* **Aim of the task**: According to the chess game analysis notebook, where and when were the games in its dataset played?

* **Document**:
# Chess Game Analysis with Spark

## Introduction
This notebook explores a dataset of chess games played on Lichess in September 2020. The dataset provides information on player ratings, game types, and in-depth annotations for moves, including blunders, mistakes, and inaccuracies.

The goals of this project are:
1. To analyze patterns in chess games, such as errors and win probabilities.
2. To evaluate the impact of player rating and game type on gameplay metrics.
3. To predict game outcomes using machine learning techniques.

The analysis will be conducted using PySpark, allowing us to handle large-scale data efficiently. Key questions addressed include:
- The rate of blunders, mistakes, and inaccuracies per move for different player categories.
- The influence of chess openings on win probabilities.
- The predictability of game outcomes based on gameplay features.

Let's begin by loading and understanding the dataset.


In [None]:
from pyspark.sql import SparkSession
from pyspark.sql.functions import col, count, when

# Initialize Spark session
spark = SparkSession.builder \
    .appName("ChessGameAnalysis") \
    .getOrCreate()

# Load the dataset
file_path = "Sept_20_analysis.csv"
df = spark.read.csv(file_path, header=True, inferSchema=True)

# Show schema and first few rows
df.printSchema()
df.show(5, truncate=False)

# Check for null values
null_counts = df.select([count(when(col(c).isNull(), c)).alias(c) for c in df.columns])
null_counts.show()

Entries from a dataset
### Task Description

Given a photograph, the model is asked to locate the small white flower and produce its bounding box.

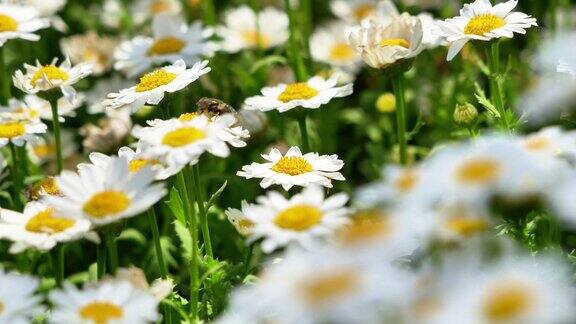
[48,280,160,324]
[0,268,44,324]
[12,58,92,104]
[132,114,246,168]
[245,76,353,112]
[0,3,50,46]
[217,6,289,53]
[348,13,424,69]
[236,186,348,253]
[105,60,210,112]
[237,146,346,190]
[114,14,215,76]
[0,201,98,254]
[45,158,166,225]
[439,0,538,61]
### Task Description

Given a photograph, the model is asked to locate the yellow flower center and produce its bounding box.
[302,270,358,305]
[394,170,418,193]
[30,64,69,87]
[278,82,318,102]
[354,3,376,21]
[0,122,26,138]
[162,127,206,147]
[464,14,506,36]
[445,216,488,237]
[274,205,322,231]
[272,156,314,176]
[26,208,75,234]
[0,14,18,33]
[524,137,552,151]
[136,69,177,92]
[456,158,500,184]
[330,43,354,61]
[82,190,130,218]
[178,112,198,121]
[378,38,410,48]
[483,282,534,322]
[128,159,160,173]
[146,37,186,56]
[242,30,270,48]
[80,301,124,324]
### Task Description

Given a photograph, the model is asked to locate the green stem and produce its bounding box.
[392,74,408,165]
[50,99,64,174]
[190,165,214,258]
[298,114,310,153]
[486,41,510,130]
[0,45,12,105]
[176,172,199,320]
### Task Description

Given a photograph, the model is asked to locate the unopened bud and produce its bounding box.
[454,103,478,125]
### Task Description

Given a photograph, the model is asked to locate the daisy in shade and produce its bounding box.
[245,76,353,112]
[132,114,246,168]
[114,14,215,76]
[439,0,538,61]
[12,58,92,104]
[237,146,346,190]
[236,186,349,253]
[0,3,50,46]
[0,268,44,324]
[44,158,166,225]
[217,6,289,53]
[0,201,98,254]
[105,60,210,112]
[48,280,159,324]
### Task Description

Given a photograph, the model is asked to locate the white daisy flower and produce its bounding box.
[439,0,538,61]
[0,3,50,46]
[130,0,182,25]
[348,13,424,69]
[236,186,348,253]
[0,268,44,324]
[236,146,346,191]
[45,158,166,225]
[310,22,361,71]
[105,60,210,112]
[48,280,160,324]
[60,31,118,75]
[217,5,289,53]
[114,14,215,76]
[132,114,246,168]
[0,201,98,254]
[245,76,353,112]
[12,58,92,104]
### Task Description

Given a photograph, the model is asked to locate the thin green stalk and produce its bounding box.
[176,171,199,319]
[298,114,310,153]
[392,74,408,165]
[0,46,12,105]
[50,99,64,174]
[190,165,214,258]
[486,41,510,130]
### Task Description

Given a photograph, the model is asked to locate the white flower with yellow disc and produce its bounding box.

* **The solution**: On Lichess, in September 2020.